AVAILABLE DATA:
━━━━━━━━
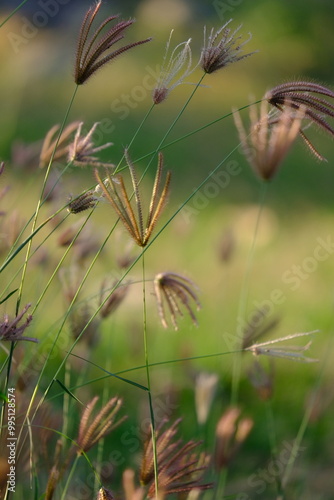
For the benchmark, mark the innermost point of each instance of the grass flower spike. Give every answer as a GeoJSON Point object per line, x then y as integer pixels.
{"type": "Point", "coordinates": [294, 353]}
{"type": "Point", "coordinates": [222, 48]}
{"type": "Point", "coordinates": [83, 202]}
{"type": "Point", "coordinates": [174, 71]}
{"type": "Point", "coordinates": [180, 468]}
{"type": "Point", "coordinates": [294, 95]}
{"type": "Point", "coordinates": [176, 291]}
{"type": "Point", "coordinates": [93, 54]}
{"type": "Point", "coordinates": [93, 429]}
{"type": "Point", "coordinates": [10, 331]}
{"type": "Point", "coordinates": [81, 151]}
{"type": "Point", "coordinates": [63, 143]}
{"type": "Point", "coordinates": [115, 192]}
{"type": "Point", "coordinates": [269, 139]}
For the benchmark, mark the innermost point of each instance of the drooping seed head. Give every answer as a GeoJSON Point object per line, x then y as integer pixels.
{"type": "Point", "coordinates": [92, 54]}
{"type": "Point", "coordinates": [312, 98]}
{"type": "Point", "coordinates": [221, 48]}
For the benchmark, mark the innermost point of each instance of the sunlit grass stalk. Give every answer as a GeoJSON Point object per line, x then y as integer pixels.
{"type": "Point", "coordinates": [176, 119]}
{"type": "Point", "coordinates": [120, 281]}
{"type": "Point", "coordinates": [14, 251]}
{"type": "Point", "coordinates": [307, 414]}
{"type": "Point", "coordinates": [243, 299]}
{"type": "Point", "coordinates": [19, 296]}
{"type": "Point", "coordinates": [150, 402]}
{"type": "Point", "coordinates": [190, 134]}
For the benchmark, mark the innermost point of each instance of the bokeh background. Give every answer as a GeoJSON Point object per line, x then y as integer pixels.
{"type": "Point", "coordinates": [294, 40]}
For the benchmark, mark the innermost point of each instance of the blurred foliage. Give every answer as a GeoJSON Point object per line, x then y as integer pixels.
{"type": "Point", "coordinates": [294, 40]}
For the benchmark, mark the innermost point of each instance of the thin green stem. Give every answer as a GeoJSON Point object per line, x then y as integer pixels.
{"type": "Point", "coordinates": [135, 135]}
{"type": "Point", "coordinates": [193, 132]}
{"type": "Point", "coordinates": [244, 299]}
{"type": "Point", "coordinates": [176, 119]}
{"type": "Point", "coordinates": [114, 288]}
{"type": "Point", "coordinates": [24, 271]}
{"type": "Point", "coordinates": [13, 12]}
{"type": "Point", "coordinates": [150, 402]}
{"type": "Point", "coordinates": [69, 477]}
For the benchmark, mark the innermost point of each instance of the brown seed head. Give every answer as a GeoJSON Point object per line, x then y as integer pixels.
{"type": "Point", "coordinates": [63, 143]}
{"type": "Point", "coordinates": [300, 95]}
{"type": "Point", "coordinates": [174, 70]}
{"type": "Point", "coordinates": [82, 150]}
{"type": "Point", "coordinates": [222, 47]}
{"type": "Point", "coordinates": [176, 291]}
{"type": "Point", "coordinates": [115, 192]}
{"type": "Point", "coordinates": [92, 429]}
{"type": "Point", "coordinates": [92, 54]}
{"type": "Point", "coordinates": [180, 467]}
{"type": "Point", "coordinates": [84, 201]}
{"type": "Point", "coordinates": [269, 139]}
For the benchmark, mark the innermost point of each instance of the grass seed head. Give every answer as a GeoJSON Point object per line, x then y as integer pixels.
{"type": "Point", "coordinates": [115, 192]}
{"type": "Point", "coordinates": [312, 98]}
{"type": "Point", "coordinates": [93, 428]}
{"type": "Point", "coordinates": [222, 47]}
{"type": "Point", "coordinates": [231, 432]}
{"type": "Point", "coordinates": [173, 72]}
{"type": "Point", "coordinates": [11, 331]}
{"type": "Point", "coordinates": [175, 291]}
{"type": "Point", "coordinates": [180, 466]}
{"type": "Point", "coordinates": [94, 53]}
{"type": "Point", "coordinates": [269, 138]}
{"type": "Point", "coordinates": [81, 152]}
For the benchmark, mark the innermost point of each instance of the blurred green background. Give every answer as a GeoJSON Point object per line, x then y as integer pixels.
{"type": "Point", "coordinates": [295, 40]}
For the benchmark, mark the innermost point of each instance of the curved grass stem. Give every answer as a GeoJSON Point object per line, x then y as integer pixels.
{"type": "Point", "coordinates": [243, 300]}
{"type": "Point", "coordinates": [150, 402]}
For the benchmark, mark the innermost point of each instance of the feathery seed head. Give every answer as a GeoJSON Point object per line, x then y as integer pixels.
{"type": "Point", "coordinates": [173, 72]}
{"type": "Point", "coordinates": [92, 429]}
{"type": "Point", "coordinates": [231, 432]}
{"type": "Point", "coordinates": [205, 388]}
{"type": "Point", "coordinates": [222, 47]}
{"type": "Point", "coordinates": [83, 202]}
{"type": "Point", "coordinates": [180, 467]}
{"type": "Point", "coordinates": [81, 150]}
{"type": "Point", "coordinates": [10, 331]}
{"type": "Point", "coordinates": [176, 291]}
{"type": "Point", "coordinates": [294, 353]}
{"type": "Point", "coordinates": [258, 325]}
{"type": "Point", "coordinates": [299, 94]}
{"type": "Point", "coordinates": [51, 140]}
{"type": "Point", "coordinates": [92, 54]}
{"type": "Point", "coordinates": [269, 139]}
{"type": "Point", "coordinates": [115, 192]}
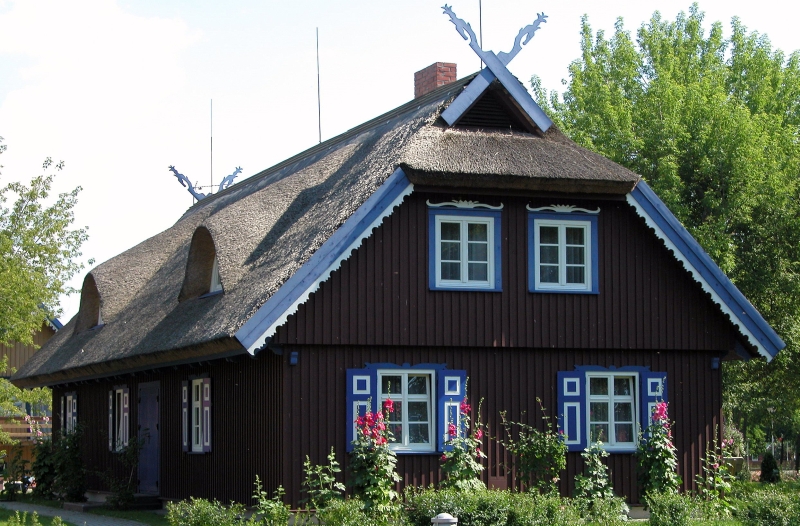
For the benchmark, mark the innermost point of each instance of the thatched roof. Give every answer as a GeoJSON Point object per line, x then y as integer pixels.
{"type": "Point", "coordinates": [266, 227]}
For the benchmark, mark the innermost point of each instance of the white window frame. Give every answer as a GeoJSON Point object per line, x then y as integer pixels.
{"type": "Point", "coordinates": [401, 443]}
{"type": "Point", "coordinates": [196, 431]}
{"type": "Point", "coordinates": [216, 281]}
{"type": "Point", "coordinates": [611, 443]}
{"type": "Point", "coordinates": [464, 282]}
{"type": "Point", "coordinates": [562, 255]}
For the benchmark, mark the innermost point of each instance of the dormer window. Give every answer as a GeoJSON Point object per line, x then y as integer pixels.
{"type": "Point", "coordinates": [203, 275]}
{"type": "Point", "coordinates": [89, 315]}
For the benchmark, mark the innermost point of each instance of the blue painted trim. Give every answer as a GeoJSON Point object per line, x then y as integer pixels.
{"type": "Point", "coordinates": [498, 274]}
{"type": "Point", "coordinates": [496, 69]}
{"type": "Point", "coordinates": [298, 284]}
{"type": "Point", "coordinates": [594, 254]}
{"type": "Point", "coordinates": [733, 301]}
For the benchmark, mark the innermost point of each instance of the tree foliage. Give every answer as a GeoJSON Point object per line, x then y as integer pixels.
{"type": "Point", "coordinates": [38, 253]}
{"type": "Point", "coordinates": [712, 124]}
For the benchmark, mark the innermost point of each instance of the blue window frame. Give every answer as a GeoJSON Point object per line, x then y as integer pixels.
{"type": "Point", "coordinates": [464, 249]}
{"type": "Point", "coordinates": [563, 253]}
{"type": "Point", "coordinates": [610, 405]}
{"type": "Point", "coordinates": [426, 399]}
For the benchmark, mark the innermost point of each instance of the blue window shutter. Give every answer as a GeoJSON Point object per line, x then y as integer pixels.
{"type": "Point", "coordinates": [450, 392]}
{"type": "Point", "coordinates": [111, 420]}
{"type": "Point", "coordinates": [572, 415]}
{"type": "Point", "coordinates": [653, 390]}
{"type": "Point", "coordinates": [206, 415]}
{"type": "Point", "coordinates": [185, 415]}
{"type": "Point", "coordinates": [362, 395]}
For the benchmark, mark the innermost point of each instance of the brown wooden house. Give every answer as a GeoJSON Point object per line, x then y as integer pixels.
{"type": "Point", "coordinates": [458, 236]}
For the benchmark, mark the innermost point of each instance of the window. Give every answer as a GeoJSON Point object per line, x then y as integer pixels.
{"type": "Point", "coordinates": [118, 418]}
{"type": "Point", "coordinates": [609, 405]}
{"type": "Point", "coordinates": [196, 415]}
{"type": "Point", "coordinates": [424, 397]}
{"type": "Point", "coordinates": [69, 412]}
{"type": "Point", "coordinates": [563, 254]}
{"type": "Point", "coordinates": [464, 247]}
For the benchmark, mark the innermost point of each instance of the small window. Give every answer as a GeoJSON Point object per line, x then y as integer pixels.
{"type": "Point", "coordinates": [196, 415]}
{"type": "Point", "coordinates": [562, 254]}
{"type": "Point", "coordinates": [118, 418]}
{"type": "Point", "coordinates": [464, 250]}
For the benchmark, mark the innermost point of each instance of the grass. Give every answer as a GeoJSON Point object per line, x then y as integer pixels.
{"type": "Point", "coordinates": [45, 521]}
{"type": "Point", "coordinates": [145, 517]}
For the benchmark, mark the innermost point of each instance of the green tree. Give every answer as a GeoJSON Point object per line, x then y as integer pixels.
{"type": "Point", "coordinates": [713, 125]}
{"type": "Point", "coordinates": [38, 253]}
━━━━━━━━
SET PROBLEM: Reproduce nothing but the lines from the line containing "of the small" to the last line of the data, each exactly as written.

REPLY TO THE TASK:
For the benchmark, mark the innermost point of each instance of the small window. Give every answer as a GeoJSON Point object per line, x then y as integer pixels.
{"type": "Point", "coordinates": [196, 415]}
{"type": "Point", "coordinates": [562, 254]}
{"type": "Point", "coordinates": [118, 418]}
{"type": "Point", "coordinates": [464, 250]}
For the benchmark, mark the innermost point of each instance of the grass. Give every answer as a GeoJSON Point object per line, x then y as integer pixels.
{"type": "Point", "coordinates": [45, 521]}
{"type": "Point", "coordinates": [145, 517]}
For the benchmark, mark the innermost point of each instance of the green tree. Give every answer as a GeoJSON Point object per line, x then y as integer pixels.
{"type": "Point", "coordinates": [713, 125]}
{"type": "Point", "coordinates": [38, 253]}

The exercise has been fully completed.